Шрифт:
Интервал:
Закладка:
Не обладая, по мнению многих, работавших с ним вместе людей, заметными талантами и способностями, но удачливо используя своё высокое и приближённое к руководству страны и партии положение, Боголюбов без труда защищается и становится доктором наук. В соответствии с научным званием приходит и должность — заведующий отделом ЦК. Это облегчает путь наверх — в членство ЦК и в депутатство — Верховный Совет СССР.
Боголюбов хорошо отработал и отточил технологию «награждения» самого себя орденами и медалями. Суть этой процедуры оказывается на удивление примитивной — будучи заведующим Общим отделом (как раз именно этим отделом в день моего прихода в 1972 году заведовал Черненко), он, в качестве технического исполнителя, оформляя списки к награждению, не забывал время от времени вписывать и свою фамилию.
К своему семидесятилетию он именно таким образом получает орден Ленина. На следующий год — за успешное проведение олимпийских игр — орден Дружбы народов. И так далее, и так далее…
В то время наградная «эпидемия» (вернее, патология) была в самом разгаре. Ходить с одной геройской звездочкой было не слишком престижно. Все помощники Брежнева, например, были лауреатами Государственных премий, а один даже — Ленинской!
У Боголюбова же никакого лауреатства не было. А чем он хуже? Клавдий Михайлович, не мудрствуя лукаво, «втискивается» в список проектировщиков одного сугубо научного и технического проекта — лауреат Госпремии!
А Ленинскую слабо? Ничуть.
Следующий список строителей и архитекторов одного из служебных зданий в Кремле украшает его фамилия!
Теперь ему не хватало только Звезды Героя… Не Советского Союза — это слишком — а Социалистического Труда. Тем более, что социальные блага обе награды дают одинаковые.
Приближается семидесятипятилетие Боголюбова. На семидесятилетие его Звездой не наградили, хотя он сильно старался. Орденом пришлось ограничиться.
Семьдесят пять — это вполне подходящий повод, а шанс, в связи с преклонным возрастом, последний.
Началась интенсивная подготовительная работа. Чтобы достичь своей коварной цели, надо «обезоружить» высокое руководство. Расчёт простой: у него, руководства, есть свои слабости. Им надо потрафить… Раньше с Брежневым это хорошо получалось. Намекнёшь, кому надо, побегаешь чуть-чуть, посуетишься, и вот — не четырежды, а «пятирежды» и новый бюст на родине героя…
В сентябре, когда Боголюбову исполнялось семьдесят пять, Генеральному секретарю ЦК Черненко исполнялось семьдесят три. Дата для Черненко не круглая. Наград по такому поводу, по цековским канонам, не полагается.
— Но ведь речь идёт о Генеральном! — убеждает всех Боголюбов. — Вы что, не понимаете?

__ИСХОДНЫЕ ДАННЫЕ__
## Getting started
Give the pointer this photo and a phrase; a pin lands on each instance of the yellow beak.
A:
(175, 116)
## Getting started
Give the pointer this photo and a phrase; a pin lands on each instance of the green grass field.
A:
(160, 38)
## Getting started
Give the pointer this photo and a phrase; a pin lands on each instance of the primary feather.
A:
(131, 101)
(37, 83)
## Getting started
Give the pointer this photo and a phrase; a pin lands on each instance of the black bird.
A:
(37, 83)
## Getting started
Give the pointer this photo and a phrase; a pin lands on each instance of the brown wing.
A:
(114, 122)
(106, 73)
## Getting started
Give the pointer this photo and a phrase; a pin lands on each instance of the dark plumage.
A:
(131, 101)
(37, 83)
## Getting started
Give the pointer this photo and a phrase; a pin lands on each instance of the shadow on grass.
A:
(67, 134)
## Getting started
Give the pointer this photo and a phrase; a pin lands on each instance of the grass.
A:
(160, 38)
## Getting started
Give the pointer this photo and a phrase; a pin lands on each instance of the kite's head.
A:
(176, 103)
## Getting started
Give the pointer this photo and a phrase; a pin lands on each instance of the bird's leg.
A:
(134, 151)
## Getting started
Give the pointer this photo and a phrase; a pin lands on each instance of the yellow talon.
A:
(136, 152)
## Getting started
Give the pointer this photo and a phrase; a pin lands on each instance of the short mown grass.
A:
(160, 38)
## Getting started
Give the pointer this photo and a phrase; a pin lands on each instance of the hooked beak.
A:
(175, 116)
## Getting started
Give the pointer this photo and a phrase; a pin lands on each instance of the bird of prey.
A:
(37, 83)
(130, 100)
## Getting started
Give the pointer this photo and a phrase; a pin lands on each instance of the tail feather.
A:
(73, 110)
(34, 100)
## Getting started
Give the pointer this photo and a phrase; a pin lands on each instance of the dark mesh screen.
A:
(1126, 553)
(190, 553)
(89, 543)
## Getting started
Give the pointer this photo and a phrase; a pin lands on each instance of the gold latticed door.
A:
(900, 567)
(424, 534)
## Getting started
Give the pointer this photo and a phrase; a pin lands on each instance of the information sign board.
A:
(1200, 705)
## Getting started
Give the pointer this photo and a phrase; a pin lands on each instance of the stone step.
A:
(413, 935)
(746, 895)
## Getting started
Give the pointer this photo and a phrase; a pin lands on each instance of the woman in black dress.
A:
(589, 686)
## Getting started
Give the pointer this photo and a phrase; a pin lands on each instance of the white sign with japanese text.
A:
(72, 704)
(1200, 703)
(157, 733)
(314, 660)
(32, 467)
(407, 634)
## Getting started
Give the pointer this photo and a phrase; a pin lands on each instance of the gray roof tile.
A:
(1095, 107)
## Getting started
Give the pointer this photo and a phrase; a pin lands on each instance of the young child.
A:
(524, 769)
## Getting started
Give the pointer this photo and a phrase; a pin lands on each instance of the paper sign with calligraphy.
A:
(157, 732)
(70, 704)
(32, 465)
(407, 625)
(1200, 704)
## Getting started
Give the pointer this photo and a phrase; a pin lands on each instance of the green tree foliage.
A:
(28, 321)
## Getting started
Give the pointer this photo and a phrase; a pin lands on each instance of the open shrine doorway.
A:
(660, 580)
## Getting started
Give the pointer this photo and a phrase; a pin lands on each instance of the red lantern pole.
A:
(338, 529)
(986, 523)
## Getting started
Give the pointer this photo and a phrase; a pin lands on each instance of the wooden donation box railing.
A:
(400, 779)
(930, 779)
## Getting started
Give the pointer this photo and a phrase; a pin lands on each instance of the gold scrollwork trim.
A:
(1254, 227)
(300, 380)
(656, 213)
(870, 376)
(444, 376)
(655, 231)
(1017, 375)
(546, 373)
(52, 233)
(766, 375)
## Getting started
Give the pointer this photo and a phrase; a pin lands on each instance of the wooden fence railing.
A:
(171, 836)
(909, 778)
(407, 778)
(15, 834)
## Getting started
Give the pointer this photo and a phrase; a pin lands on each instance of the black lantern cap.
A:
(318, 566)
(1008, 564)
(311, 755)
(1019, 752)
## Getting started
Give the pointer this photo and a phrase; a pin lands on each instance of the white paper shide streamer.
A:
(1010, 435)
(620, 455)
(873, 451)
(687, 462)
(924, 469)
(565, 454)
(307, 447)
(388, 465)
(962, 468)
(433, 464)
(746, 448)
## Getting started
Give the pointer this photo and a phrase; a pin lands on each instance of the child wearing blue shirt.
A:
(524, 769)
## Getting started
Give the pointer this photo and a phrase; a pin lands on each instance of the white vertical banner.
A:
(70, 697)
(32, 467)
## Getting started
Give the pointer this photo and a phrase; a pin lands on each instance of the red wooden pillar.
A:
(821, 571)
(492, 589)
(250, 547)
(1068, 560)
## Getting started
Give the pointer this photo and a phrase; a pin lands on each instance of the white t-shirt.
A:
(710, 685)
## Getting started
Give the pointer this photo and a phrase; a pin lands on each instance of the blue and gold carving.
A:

__ЦЕЛЬ__
Верни без изменений кусок отрывка о Боголюбове: начиная со слов «А Ленинскую слабо?» и до слов «награды дают одинаковые.» включительно.

__ГОТОВОЕ ЗАДАНИЕ__
А Ленинскую слабо? Ничуть.
Следующий список строителей и архитекторов одного из служебных зданий в Кремле украшает его фамилия!
Теперь ему не хватало только Звезды Героя… Не Советского Союза — это слишком — а Социалистического Труда. Тем более, что социальные блага обе награды дают одинаковые.